- Selected passage -

The system utilizes three primary data sources to build its predictive models:

### 2.1 Sales Data

Users upload historical sales data in CSV format with the following key fields:
- Date: When the sale occurred (YYYY-MM-DD format)
- Product_ID: Unique identifier for the product
- Category: Product category (e.g., Electronics, Clothing, Food)
- Quantity: Number of units sold
- Price: Per-unit price in Indian Rupees (₹)
- Total_Sales: Total sales amount (Quantity × Price) in ₹

### 2.2 Weather Data

Weather data is sourced from the OpenWeatherMap API with fallback to synthetic data when API access is unavailable:
- Date: Date of weather measurement
- Location: Store location (city name)
- Temperature: Average daily temperature in °C
- Weather_Condition: Description (Sunny, Rainy, Cloudy, etc.)

### 2.3 Social Media Sentiment Data

The system analyzes social media sentiment related to the brand or product categories:
- Date: Date of sentiment analysis
- Keywords: Words used for sentiment analysis (brand names, product types)
- Sentiment_Score: Numerical score from -1.0 (negative) to 1.0 (positive)

## 3. Data Processing Pipeline

Our advanced data processing pipeline transforms raw inputs into prediction-ready datasets:

In [None]:
# Conceptual representation of data processing flow
# This is not functional code, but demonstrates the pipeline structure

def process_data_pipeline(sales_df, weather_df, sentiment_df):
    # Step 1: Clean and preprocess individual datasets
    sales_processed = process_sales_data(sales_df)
    
    # Step 2: Combine datasets
    combined_data = combine_datasets(sales_processed, weather_df, sentiment_df)

- Task details -
Revise the data-source description from "- Temperature: Average" through "to 1.0 (positive)", swapping "Weather_Condition" for "Sky_Condition".

- Recorded information -

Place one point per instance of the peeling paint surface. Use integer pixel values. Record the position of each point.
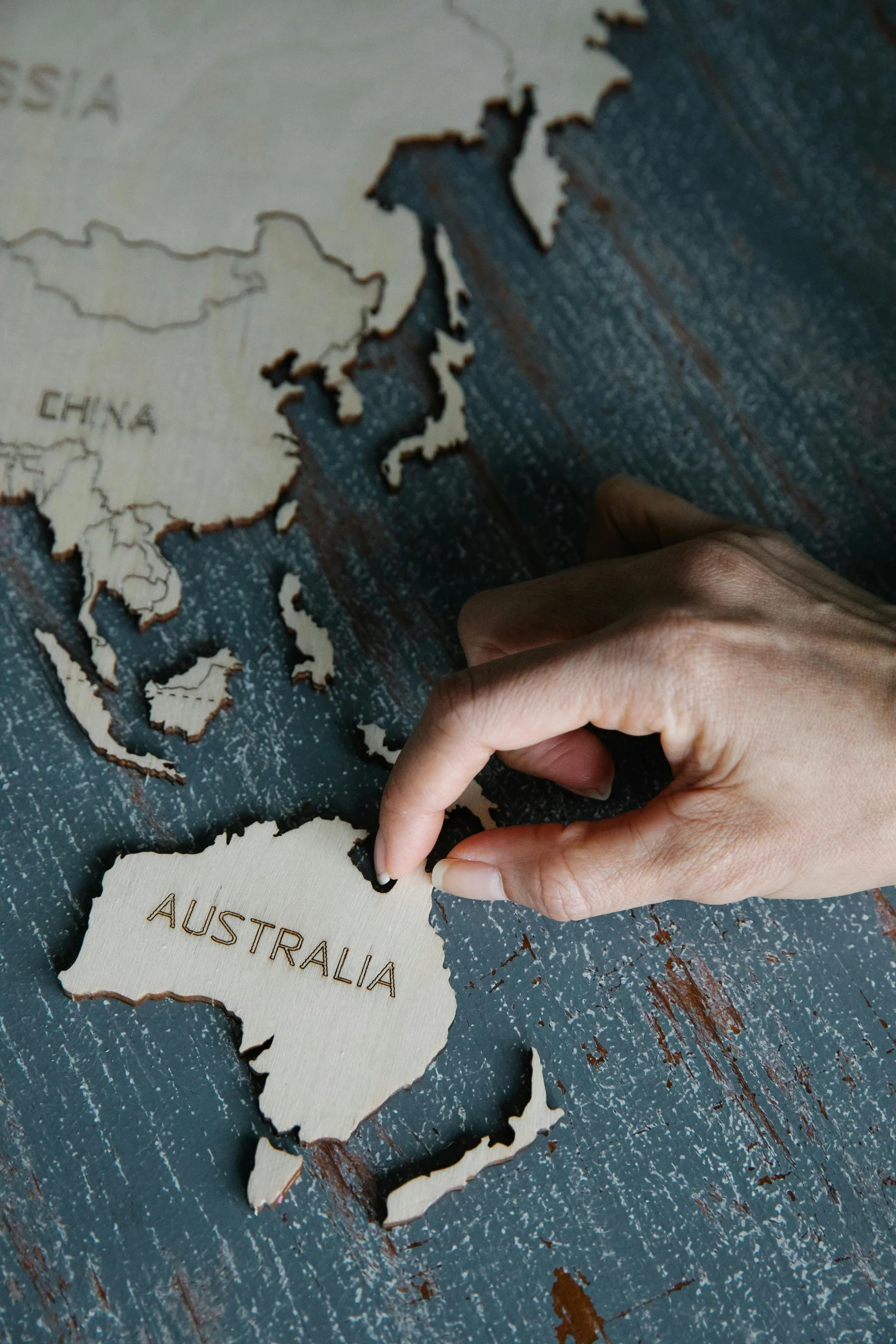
(716, 315)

- Solution to this task -
- Temperature: Average daily temperature in °C
- Sky_Condition: Description (Sunny, Rainy, Cloudy, etc.)

### 2.3 Social Media Sentiment Data

The system analyzes social media sentiment related to the brand or product categories:
- Date: Date of sentiment analysis
- Keywords: Words used for sentiment analysis (brand names, product types)
- Sentiment_Score: Numerical score from -1.0 (negative) to 1.0 (positive)